- [WORK TO COMPLETE] Leave out the images and repeat every entry below exactly.

BEGIN MATERIAL SHOWN

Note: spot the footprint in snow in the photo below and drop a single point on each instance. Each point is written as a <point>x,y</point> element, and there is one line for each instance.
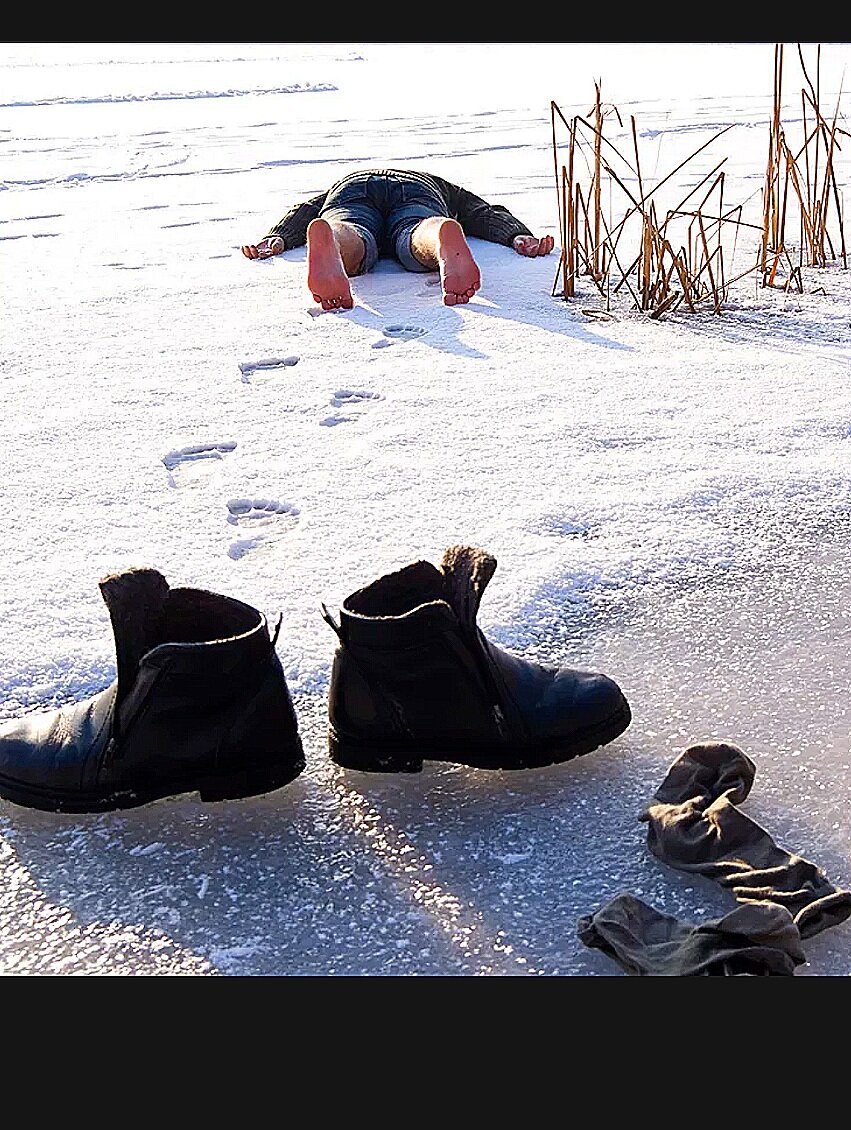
<point>259,370</point>
<point>353,402</point>
<point>262,522</point>
<point>398,331</point>
<point>191,466</point>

END MATERIAL SHOWN

- [RESPONSE TO THIS EXERCISE]
Note: spot the footprint in snow in the photo below and drop a single point on each instance. Each point is written as a <point>x,y</point> element, and there is one line for each instance.
<point>259,370</point>
<point>353,402</point>
<point>262,522</point>
<point>398,331</point>
<point>191,466</point>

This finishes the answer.